Task item = Please set down every entry below exactly as given.

Record set =
════
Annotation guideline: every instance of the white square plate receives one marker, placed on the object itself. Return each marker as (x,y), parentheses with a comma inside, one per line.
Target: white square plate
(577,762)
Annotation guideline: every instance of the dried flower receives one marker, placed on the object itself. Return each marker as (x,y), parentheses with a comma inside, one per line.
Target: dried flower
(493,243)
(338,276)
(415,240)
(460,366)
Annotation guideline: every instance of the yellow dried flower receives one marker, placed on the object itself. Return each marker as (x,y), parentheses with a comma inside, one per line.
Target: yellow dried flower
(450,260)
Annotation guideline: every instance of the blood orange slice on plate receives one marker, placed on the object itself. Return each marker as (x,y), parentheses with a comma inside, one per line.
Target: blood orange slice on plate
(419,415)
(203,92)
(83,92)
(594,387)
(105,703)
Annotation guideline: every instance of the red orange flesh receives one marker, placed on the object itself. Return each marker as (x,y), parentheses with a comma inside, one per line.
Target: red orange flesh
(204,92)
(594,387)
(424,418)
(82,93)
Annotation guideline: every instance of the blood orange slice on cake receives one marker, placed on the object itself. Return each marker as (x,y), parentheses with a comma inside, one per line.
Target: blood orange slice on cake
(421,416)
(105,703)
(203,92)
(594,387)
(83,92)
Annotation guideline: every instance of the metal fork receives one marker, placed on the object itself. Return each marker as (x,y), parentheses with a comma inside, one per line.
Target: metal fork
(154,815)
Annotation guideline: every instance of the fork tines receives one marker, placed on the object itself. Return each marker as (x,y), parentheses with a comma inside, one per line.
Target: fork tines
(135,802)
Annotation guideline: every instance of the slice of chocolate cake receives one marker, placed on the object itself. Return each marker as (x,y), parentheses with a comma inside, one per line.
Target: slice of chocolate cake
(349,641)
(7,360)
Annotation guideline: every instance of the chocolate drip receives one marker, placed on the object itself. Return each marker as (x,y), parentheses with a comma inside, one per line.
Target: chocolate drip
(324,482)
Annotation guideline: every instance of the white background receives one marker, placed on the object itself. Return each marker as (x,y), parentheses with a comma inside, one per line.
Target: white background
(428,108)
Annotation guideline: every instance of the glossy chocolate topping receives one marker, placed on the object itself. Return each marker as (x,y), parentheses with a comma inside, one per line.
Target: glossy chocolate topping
════
Output below =
Annotation guideline: every instance of the white square plate receives one marker, placed on the object itself. Return each marker as (x,y), parentheses with a comma inside, one per line.
Target: white square plate
(577,762)
Annotation guideline: every instance of the dried flower receives one marker, placed on the object itself. Return each marker as (x,y), parentheses with a comma inside, one per line.
Target: dried flower
(493,243)
(338,276)
(415,240)
(460,366)
Annotation guideline: every instance of the yellow dried flower receives one marker, placed on the object itself. Return each marker as (x,y), parentheses with a comma inside, one per line.
Target: yellow dried flower
(450,260)
Annotation guideline: every instance of the blood orange slice on plate receives one marker, placed on the object itself. Return each marker as (x,y), parentheses with a comma inside, one per line.
Target: blood orange slice on plate
(419,415)
(203,92)
(83,92)
(594,387)
(105,703)
Annotation guideline: every instance of the red orange flesh receives one marker, placed on the object itself. Return each marker as (x,y), parentheses with a comma inside, one per line.
Target: red orange flesh
(204,92)
(594,387)
(424,418)
(82,93)
Annotation guideline: every instance of the blood orange slice on cake receives one marker, placed on the object itself. Return each marker as (x,y), parentheses with a comma inside, one per line.
Target: blood orange slice on cake
(421,416)
(105,703)
(203,92)
(594,387)
(83,92)
Annotation guideline: every instance of the metal fork receives one marker, placed on the object itself. Return each marker as (x,y), parentheses with a comma inside, one per line.
Target: metal fork
(154,815)
Annotation guideline: every instance of the fork tines receives one marker, placed on the object itself. Return each marker as (x,y), parentheses with a comma inside, one per line.
Target: fork tines
(135,802)
Annotation guideline: every instance of the slice of chocolate cake receives one marker, placed on the object itself. Return each marker as (x,y), parentheses with a comma inside, one per line.
Target: slice of chocolate cake
(349,641)
(7,360)
Annotation guideline: every instance of the chocolate drip receives one marker, placed on the object itself. Return each marker as (x,y), parentheses with a comma inside, one per line.
Target: chocolate drip
(324,482)
Annotation guideline: every instance of the white background receives one marker, placed on the object itself. Return each marker as (x,y), parentheses with a comma inside, one per line.
Target: white background
(428,108)
Annotation guideline: every instance of the glossy chocolate topping receives one marker, placed on the object itself. Return each marker as (x,y), parentheses with a comma inside, one per line.
Target: glossy chocolate topping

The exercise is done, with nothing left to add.